Work instructions
Return each line from the rows below that contains the word "wooden", copying every such line in full.

=== Entries shown ===

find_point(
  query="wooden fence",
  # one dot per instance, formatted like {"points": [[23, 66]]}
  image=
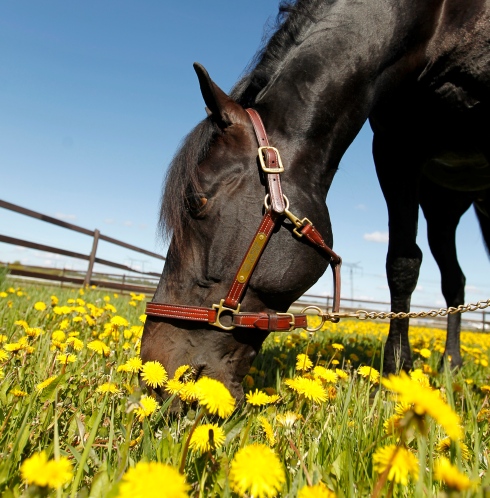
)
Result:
{"points": [[89, 277], [146, 282]]}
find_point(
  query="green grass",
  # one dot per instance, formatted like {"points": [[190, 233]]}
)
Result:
{"points": [[333, 442]]}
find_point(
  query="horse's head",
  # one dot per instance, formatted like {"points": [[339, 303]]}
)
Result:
{"points": [[213, 204]]}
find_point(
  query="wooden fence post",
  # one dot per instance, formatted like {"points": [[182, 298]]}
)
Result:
{"points": [[88, 275]]}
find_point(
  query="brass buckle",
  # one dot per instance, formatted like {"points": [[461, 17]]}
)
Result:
{"points": [[265, 169], [292, 322], [220, 309], [295, 220], [319, 313]]}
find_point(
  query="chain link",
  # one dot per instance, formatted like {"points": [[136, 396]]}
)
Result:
{"points": [[391, 315]]}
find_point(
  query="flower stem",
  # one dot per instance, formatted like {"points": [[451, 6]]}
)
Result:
{"points": [[187, 441]]}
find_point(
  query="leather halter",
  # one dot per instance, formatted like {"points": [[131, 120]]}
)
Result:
{"points": [[276, 209]]}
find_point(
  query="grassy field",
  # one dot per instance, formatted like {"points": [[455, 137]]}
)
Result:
{"points": [[318, 420]]}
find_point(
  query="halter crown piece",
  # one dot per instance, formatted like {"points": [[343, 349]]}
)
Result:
{"points": [[276, 208]]}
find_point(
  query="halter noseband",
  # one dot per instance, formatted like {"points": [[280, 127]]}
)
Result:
{"points": [[276, 208]]}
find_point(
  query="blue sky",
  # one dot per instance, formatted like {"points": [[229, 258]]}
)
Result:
{"points": [[95, 98]]}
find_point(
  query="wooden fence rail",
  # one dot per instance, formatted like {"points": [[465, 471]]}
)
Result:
{"points": [[148, 280], [91, 258]]}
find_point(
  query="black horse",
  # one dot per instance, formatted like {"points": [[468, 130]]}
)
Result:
{"points": [[419, 70]]}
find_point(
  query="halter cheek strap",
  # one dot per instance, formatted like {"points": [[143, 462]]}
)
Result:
{"points": [[277, 208]]}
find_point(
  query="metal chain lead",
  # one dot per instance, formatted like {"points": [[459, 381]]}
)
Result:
{"points": [[391, 315]]}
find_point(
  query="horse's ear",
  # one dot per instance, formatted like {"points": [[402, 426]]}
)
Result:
{"points": [[222, 108]]}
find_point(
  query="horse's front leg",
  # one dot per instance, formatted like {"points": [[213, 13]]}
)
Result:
{"points": [[443, 209], [399, 182]]}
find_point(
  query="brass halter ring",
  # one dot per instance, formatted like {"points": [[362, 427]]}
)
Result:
{"points": [[319, 313]]}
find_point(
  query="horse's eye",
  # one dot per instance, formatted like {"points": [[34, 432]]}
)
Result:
{"points": [[196, 204]]}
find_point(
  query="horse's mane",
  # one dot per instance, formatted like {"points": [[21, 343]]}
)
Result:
{"points": [[295, 17]]}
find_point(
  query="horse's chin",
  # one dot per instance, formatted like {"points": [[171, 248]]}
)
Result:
{"points": [[216, 354]]}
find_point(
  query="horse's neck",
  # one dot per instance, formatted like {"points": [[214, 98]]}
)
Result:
{"points": [[328, 83]]}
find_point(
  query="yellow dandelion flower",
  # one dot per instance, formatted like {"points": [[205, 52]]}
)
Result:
{"points": [[53, 473], [316, 491], [259, 398], [108, 387], [99, 347], [308, 388], [154, 374], [45, 383], [425, 401], [13, 347], [153, 480], [257, 471], [110, 308], [181, 371], [325, 374], [119, 321], [147, 406], [400, 462], [64, 359], [303, 362], [75, 343], [448, 473], [248, 380], [207, 437], [174, 386], [58, 335], [341, 374], [268, 431], [369, 373], [288, 419], [214, 396], [420, 377]]}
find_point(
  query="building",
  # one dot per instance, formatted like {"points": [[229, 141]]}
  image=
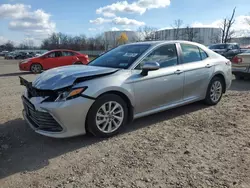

===

Correct result
  query="wooden fence",
  query="wooden fence post",
  query="wooden fence rail",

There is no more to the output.